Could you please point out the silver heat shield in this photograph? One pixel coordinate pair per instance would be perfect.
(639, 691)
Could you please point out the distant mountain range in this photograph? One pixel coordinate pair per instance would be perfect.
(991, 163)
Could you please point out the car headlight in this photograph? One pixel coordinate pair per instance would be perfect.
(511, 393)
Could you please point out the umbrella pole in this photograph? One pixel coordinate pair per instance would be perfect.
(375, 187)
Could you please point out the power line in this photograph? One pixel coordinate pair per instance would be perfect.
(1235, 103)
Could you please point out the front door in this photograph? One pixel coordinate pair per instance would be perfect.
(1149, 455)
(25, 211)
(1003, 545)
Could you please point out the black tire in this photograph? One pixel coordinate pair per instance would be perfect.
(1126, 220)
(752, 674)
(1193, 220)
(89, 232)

* * *

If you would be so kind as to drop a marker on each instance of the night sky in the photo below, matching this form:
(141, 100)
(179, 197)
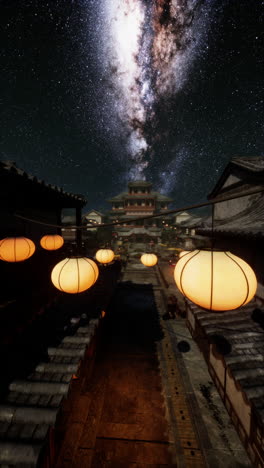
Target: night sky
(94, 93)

...

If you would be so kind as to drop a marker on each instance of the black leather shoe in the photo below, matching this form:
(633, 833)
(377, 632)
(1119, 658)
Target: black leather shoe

EXERCISE PROMPT:
Out of the records, collect only those lines that contain the string "marker".

THE ANSWER:
If you would be so kind as to drop a marker on each instance of the night sky in the photo below, matching this form:
If you would be so kind as to drop a marker on each instance of the black leather shoe in the photo below, matching this form:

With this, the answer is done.